§ **Data lines**
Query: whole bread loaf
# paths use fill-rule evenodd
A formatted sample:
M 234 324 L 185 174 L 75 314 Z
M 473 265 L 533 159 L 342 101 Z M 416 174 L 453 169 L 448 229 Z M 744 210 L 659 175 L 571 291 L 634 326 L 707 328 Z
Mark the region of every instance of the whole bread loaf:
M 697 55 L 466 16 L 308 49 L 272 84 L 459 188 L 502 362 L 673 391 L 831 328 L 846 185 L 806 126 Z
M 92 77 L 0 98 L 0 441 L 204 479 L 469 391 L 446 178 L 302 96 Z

§ **Challenge**
Output all of the material, please, exactly as it stands.

§ **Correct result**
Query: whole bread loaf
# paths use fill-rule evenodd
A formatted sample:
M 234 324 L 185 174 L 75 314 Z
M 473 265 L 533 159 L 342 101 Z M 416 174 L 453 169 L 448 229 Z M 744 210 L 659 175 L 571 291 L 634 326 L 707 328 Z
Mark the region of every instance of the whole bread loaf:
M 697 55 L 466 16 L 308 49 L 272 84 L 459 188 L 502 362 L 673 391 L 831 328 L 846 185 L 806 126 Z
M 92 77 L 0 98 L 0 441 L 204 479 L 469 391 L 446 178 L 302 96 Z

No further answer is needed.